• **EXERCISE BRIEF**: The records appear below. Copy each one exactly.

• **SOURCE DATA**:
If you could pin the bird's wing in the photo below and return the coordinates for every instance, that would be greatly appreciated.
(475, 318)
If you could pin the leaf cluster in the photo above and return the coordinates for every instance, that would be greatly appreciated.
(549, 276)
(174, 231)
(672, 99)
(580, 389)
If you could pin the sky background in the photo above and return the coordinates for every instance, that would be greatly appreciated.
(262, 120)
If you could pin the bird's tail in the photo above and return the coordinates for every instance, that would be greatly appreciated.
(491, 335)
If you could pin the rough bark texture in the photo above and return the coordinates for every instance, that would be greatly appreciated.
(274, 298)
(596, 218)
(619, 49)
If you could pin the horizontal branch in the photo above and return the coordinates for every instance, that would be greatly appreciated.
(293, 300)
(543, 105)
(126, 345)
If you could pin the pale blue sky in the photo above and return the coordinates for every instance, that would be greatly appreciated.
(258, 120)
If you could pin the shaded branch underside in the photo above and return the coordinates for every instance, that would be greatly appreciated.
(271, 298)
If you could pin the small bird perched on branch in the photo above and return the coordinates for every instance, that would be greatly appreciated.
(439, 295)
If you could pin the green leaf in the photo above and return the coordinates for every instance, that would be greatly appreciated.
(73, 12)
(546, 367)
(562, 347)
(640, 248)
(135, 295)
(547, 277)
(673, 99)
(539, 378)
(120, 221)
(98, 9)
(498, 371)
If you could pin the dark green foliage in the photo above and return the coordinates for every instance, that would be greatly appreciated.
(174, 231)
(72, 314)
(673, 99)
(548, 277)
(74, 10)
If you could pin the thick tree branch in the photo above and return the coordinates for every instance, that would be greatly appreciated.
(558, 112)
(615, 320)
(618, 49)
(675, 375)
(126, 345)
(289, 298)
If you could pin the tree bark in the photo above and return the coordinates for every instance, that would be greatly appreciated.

• **RESPONSE BOX**:
If you could pin the bird's wing in the photo below and return the coordinates for every instance, that would be greatly appreciated.
(475, 318)
If you could pin the leaf cluster in the photo above and return the coordinates for every instance, that would be greatly appreciated.
(549, 276)
(174, 231)
(672, 99)
(580, 389)
If you could pin the sky background in the photo above and return the coordinates for every instance, that would be greatly appreciated.
(262, 120)
If you could pin the bird's tail in the photo above and return the coordinates for every instance, that would be greatly appreciated.
(491, 335)
If you could pin the rough bark texture in the photo above and return the coordinates for every instance, that would be greatly appreciated.
(274, 298)
(596, 218)
(619, 49)
If you could pin the horizontal branch in the photo above and return the coordinates for every instance, that would be greatly appreciated.
(293, 300)
(543, 105)
(126, 345)
If you could pin the pale blue sky in the photo above and return the coordinates for every instance, that would be greatly appreciated.
(258, 120)
If you could pin the shaded branch underside in the photo above and return the coordinates for every instance, that would be greatly appreciated.
(271, 298)
If you could pin the small bird perched on branch in the photo above and return the coordinates for every instance, that would be greatly appreciated.
(439, 295)
If you could pin the green leaf in the photo above and return the coordinates for every instance, that would be greatly appreciated.
(73, 12)
(546, 367)
(562, 347)
(640, 248)
(135, 295)
(547, 277)
(673, 99)
(539, 378)
(120, 221)
(98, 9)
(498, 371)
If you could pin the dark green foliage in the photo above and return the coordinates for every instance, that would be greatly appreciated.
(174, 231)
(72, 314)
(673, 99)
(548, 277)
(74, 10)
If you could pin the thick tree branch in the photo above and return the coordinates for every instance, that would be greatly appreciated.
(558, 112)
(615, 320)
(618, 49)
(675, 375)
(126, 345)
(289, 298)
If you could pin the tree bark in the photo above and return the coordinates for every instance, that would be greatly appreciated.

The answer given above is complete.